======== DATA SUPPLIED
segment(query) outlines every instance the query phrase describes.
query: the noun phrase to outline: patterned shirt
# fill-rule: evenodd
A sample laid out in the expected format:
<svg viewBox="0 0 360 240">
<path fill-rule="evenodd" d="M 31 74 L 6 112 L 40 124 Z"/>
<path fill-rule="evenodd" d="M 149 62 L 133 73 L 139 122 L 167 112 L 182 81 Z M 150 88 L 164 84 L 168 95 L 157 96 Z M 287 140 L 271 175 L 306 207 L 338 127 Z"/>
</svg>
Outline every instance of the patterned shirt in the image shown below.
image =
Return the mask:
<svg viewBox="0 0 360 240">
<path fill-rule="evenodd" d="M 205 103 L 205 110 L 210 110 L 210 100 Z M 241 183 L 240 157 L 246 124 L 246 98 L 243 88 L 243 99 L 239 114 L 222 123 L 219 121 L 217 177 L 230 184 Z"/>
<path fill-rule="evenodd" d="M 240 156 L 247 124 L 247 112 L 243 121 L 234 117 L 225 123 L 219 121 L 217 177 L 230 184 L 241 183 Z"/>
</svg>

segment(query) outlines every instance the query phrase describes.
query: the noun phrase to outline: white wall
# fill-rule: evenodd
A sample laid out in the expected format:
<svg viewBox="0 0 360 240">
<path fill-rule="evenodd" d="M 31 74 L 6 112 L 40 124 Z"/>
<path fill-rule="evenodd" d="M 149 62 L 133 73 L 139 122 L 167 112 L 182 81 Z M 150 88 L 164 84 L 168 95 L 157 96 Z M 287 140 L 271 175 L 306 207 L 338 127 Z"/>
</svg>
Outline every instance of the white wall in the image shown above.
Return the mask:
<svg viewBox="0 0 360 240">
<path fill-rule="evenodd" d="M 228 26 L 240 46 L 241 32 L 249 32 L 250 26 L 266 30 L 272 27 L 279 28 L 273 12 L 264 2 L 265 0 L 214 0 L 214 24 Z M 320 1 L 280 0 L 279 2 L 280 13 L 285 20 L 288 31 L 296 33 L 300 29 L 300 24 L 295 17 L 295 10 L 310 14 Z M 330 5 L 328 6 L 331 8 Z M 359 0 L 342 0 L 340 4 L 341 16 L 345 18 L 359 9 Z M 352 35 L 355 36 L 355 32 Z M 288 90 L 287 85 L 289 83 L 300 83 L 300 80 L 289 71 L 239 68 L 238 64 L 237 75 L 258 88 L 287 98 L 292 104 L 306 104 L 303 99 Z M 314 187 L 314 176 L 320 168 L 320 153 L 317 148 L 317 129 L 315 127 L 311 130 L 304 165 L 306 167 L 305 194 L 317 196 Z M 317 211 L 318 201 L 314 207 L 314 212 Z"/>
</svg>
================
# TASK DETAILS:
A faithful, complete reproduction of the listing above is requested.

# SOLUTION TO THIS EXERCISE:
segment(query) outlines every instance the query phrase describes.
query: the noun phrase to outline: patterned shirt
# fill-rule: evenodd
A sample laid out in the expected format:
<svg viewBox="0 0 360 240">
<path fill-rule="evenodd" d="M 31 74 L 6 112 L 40 124 Z"/>
<path fill-rule="evenodd" d="M 149 62 L 133 73 L 139 122 L 167 112 L 182 81 Z M 150 88 L 164 84 L 168 95 L 157 96 Z M 287 140 L 271 175 L 306 207 L 338 127 Z"/>
</svg>
Outline every instance of the patterned shirt in the image shown below.
image =
Return the mask:
<svg viewBox="0 0 360 240">
<path fill-rule="evenodd" d="M 205 103 L 205 110 L 210 110 L 210 100 Z M 241 183 L 240 157 L 246 124 L 246 98 L 243 88 L 243 99 L 239 114 L 222 123 L 219 121 L 217 177 L 230 184 Z"/>
<path fill-rule="evenodd" d="M 240 156 L 247 124 L 247 112 L 243 121 L 234 117 L 225 123 L 219 121 L 217 177 L 230 184 L 241 183 Z"/>
</svg>

segment(query) outlines every instance the query phrase describes.
query: the noun phrase to outline: white wall
# fill-rule: evenodd
A sample laid out in the expected format:
<svg viewBox="0 0 360 240">
<path fill-rule="evenodd" d="M 31 74 L 6 112 L 40 124 Z"/>
<path fill-rule="evenodd" d="M 149 62 L 133 73 L 139 122 L 167 112 L 182 81 Z M 150 88 L 164 84 L 168 95 L 157 96 Z M 287 140 L 271 175 L 306 207 L 338 127 Z"/>
</svg>
Outline every instance of the white wall in the image shown above.
Return the mask:
<svg viewBox="0 0 360 240">
<path fill-rule="evenodd" d="M 228 26 L 240 46 L 241 32 L 249 32 L 250 26 L 266 30 L 272 27 L 279 28 L 273 12 L 264 2 L 265 0 L 214 0 L 214 24 Z M 320 1 L 280 0 L 279 2 L 280 13 L 285 20 L 288 31 L 296 33 L 300 29 L 300 24 L 295 17 L 295 10 L 310 14 Z M 330 5 L 328 6 L 331 8 Z M 359 0 L 342 0 L 340 4 L 341 16 L 345 18 L 359 9 Z M 352 35 L 355 36 L 355 32 Z M 288 90 L 287 85 L 289 83 L 300 83 L 300 80 L 289 71 L 239 68 L 238 64 L 237 75 L 258 88 L 287 98 L 292 104 L 306 104 L 303 99 Z M 314 187 L 314 176 L 320 168 L 320 153 L 317 148 L 317 129 L 315 127 L 311 130 L 304 165 L 306 167 L 305 194 L 317 196 Z M 317 211 L 318 201 L 314 207 L 314 212 Z"/>
</svg>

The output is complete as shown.